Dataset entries
>>>
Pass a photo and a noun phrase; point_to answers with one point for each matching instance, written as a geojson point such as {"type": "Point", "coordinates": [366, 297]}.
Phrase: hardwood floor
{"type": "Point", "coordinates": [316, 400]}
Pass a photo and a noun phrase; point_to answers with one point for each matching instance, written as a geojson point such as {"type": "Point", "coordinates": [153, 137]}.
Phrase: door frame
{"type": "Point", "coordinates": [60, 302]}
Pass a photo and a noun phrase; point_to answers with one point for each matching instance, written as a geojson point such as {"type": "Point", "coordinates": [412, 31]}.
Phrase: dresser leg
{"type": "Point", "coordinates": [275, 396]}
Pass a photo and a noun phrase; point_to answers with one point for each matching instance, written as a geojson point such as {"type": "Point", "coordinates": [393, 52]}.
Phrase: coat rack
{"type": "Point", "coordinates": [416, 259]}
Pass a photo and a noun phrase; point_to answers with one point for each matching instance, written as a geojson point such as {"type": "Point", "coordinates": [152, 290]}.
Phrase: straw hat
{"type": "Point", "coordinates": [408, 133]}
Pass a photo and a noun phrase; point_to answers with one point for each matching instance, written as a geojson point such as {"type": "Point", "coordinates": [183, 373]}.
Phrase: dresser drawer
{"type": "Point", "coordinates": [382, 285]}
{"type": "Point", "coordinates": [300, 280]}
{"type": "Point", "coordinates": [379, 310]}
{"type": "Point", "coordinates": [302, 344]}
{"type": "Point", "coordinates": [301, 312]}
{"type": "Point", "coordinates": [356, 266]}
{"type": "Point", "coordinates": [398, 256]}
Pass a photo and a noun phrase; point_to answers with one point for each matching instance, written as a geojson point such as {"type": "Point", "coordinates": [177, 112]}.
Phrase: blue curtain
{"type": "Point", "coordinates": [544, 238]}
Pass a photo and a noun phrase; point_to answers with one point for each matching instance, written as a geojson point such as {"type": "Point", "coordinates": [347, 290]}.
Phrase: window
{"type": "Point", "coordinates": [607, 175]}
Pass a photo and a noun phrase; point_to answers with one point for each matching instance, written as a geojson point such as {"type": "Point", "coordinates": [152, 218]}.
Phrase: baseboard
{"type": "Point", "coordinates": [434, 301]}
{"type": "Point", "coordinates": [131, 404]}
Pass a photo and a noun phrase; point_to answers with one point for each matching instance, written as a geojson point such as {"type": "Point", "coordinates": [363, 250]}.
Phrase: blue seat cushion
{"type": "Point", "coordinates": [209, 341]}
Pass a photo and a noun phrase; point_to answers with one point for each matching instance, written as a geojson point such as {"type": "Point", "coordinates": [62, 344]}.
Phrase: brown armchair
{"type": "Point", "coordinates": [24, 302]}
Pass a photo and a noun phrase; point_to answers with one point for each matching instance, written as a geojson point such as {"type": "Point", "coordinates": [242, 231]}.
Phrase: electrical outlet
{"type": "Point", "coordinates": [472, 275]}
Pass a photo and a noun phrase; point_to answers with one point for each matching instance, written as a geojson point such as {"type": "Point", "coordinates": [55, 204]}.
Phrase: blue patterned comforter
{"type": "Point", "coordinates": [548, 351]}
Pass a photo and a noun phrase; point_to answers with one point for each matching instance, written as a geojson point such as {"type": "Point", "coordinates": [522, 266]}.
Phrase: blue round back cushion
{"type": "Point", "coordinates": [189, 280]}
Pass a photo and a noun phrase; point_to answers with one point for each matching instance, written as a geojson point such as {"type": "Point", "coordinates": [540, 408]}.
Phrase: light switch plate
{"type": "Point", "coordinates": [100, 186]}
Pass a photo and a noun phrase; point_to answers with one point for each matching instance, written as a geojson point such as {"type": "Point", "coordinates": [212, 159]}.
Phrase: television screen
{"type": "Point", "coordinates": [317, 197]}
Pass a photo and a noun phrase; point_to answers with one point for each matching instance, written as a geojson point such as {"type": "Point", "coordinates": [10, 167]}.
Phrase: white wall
<<<
Work required
In this exercise, repeat all entries exactly.

Answer to this problem
Pass a photo and a noun phrase; point_to answers with one point for each matching instance, written as a geojson point such as {"type": "Point", "coordinates": [366, 297]}.
Phrase: hardwood floor
{"type": "Point", "coordinates": [316, 400]}
Pass a photo and a noun phrase; point_to answers with one point for each matching instance, written as a geojson point such as {"type": "Point", "coordinates": [153, 137]}.
Phrase: door frame
{"type": "Point", "coordinates": [60, 302]}
Pass a photo and a noun phrase; point_to answers with one point for each matching instance, written as a geojson point such as {"type": "Point", "coordinates": [412, 31]}.
Phrase: dresser leg
{"type": "Point", "coordinates": [275, 396]}
Pass a photo and a noun phrase; point_to answers with one point for each matching instance, written as a geojson point such as {"type": "Point", "coordinates": [393, 52]}.
Phrase: coat rack
{"type": "Point", "coordinates": [416, 259]}
Pass a photo and a noun phrase; point_to answers with one point for each matching instance, written as a geojson point such as {"type": "Point", "coordinates": [152, 290]}.
Phrase: straw hat
{"type": "Point", "coordinates": [408, 133]}
Pass a photo and a noun phrase; point_to answers with one point for each matching instance, written as a geojson point such as {"type": "Point", "coordinates": [183, 373]}.
Phrase: dresser drawer
{"type": "Point", "coordinates": [382, 285]}
{"type": "Point", "coordinates": [300, 280]}
{"type": "Point", "coordinates": [379, 310]}
{"type": "Point", "coordinates": [302, 344]}
{"type": "Point", "coordinates": [301, 312]}
{"type": "Point", "coordinates": [356, 266]}
{"type": "Point", "coordinates": [398, 256]}
Pass a photo and a noun phrase; point_to answers with one point for each matching instance, written as a geojson point such as {"type": "Point", "coordinates": [177, 112]}.
Phrase: blue curtain
{"type": "Point", "coordinates": [544, 238]}
Pass a photo and a noun phrase; point_to answers with one point for each matching instance, written as a geojson point such as {"type": "Point", "coordinates": [347, 290]}.
Phrase: window
{"type": "Point", "coordinates": [607, 175]}
Pass a photo and a noun phrase; point_to answers with one point for each matching instance, written as a geojson point such as {"type": "Point", "coordinates": [152, 218]}.
Phrase: baseboard
{"type": "Point", "coordinates": [434, 301]}
{"type": "Point", "coordinates": [131, 404]}
Pass a photo and a noun phrase; point_to answers with one point for each matching instance, written as a geojson point such as {"type": "Point", "coordinates": [363, 250]}.
Phrase: blue seat cushion
{"type": "Point", "coordinates": [209, 341]}
Pass a photo and a noun phrase; point_to answers with one point for each matching instance, written as a geojson point such as {"type": "Point", "coordinates": [62, 344]}.
Phrase: brown armchair
{"type": "Point", "coordinates": [24, 302]}
Pass a photo and a noun phrase; point_to answers with one point for each matching instance, written as a geojson point such as {"type": "Point", "coordinates": [242, 231]}.
Phrase: electrical outlet
{"type": "Point", "coordinates": [472, 275]}
Pass a photo and a noun phrase; point_to answers with one point for each matching instance, written as a geojson point such as {"type": "Point", "coordinates": [55, 204]}.
Phrase: blue patterned comforter
{"type": "Point", "coordinates": [548, 351]}
Pass a photo and a noun phrase; point_to answers with one point for each matching instance, written as a geojson point such as {"type": "Point", "coordinates": [522, 266]}.
Phrase: blue round back cushion
{"type": "Point", "coordinates": [189, 280]}
Pass a photo and a noun phrase; point_to answers with one point for each matching instance, written as a geojson point such as {"type": "Point", "coordinates": [540, 408]}.
Phrase: light switch plate
{"type": "Point", "coordinates": [100, 186]}
Pass a photo and a noun phrase; point_to answers with one point for each matching instance, written as a geojson point such as {"type": "Point", "coordinates": [212, 159]}.
Phrase: television screen
{"type": "Point", "coordinates": [317, 197]}
Pass a photo and a noun phrase; point_to answers with one point for each matching instance, written as a geojson point such as {"type": "Point", "coordinates": [10, 167]}.
Phrase: white wall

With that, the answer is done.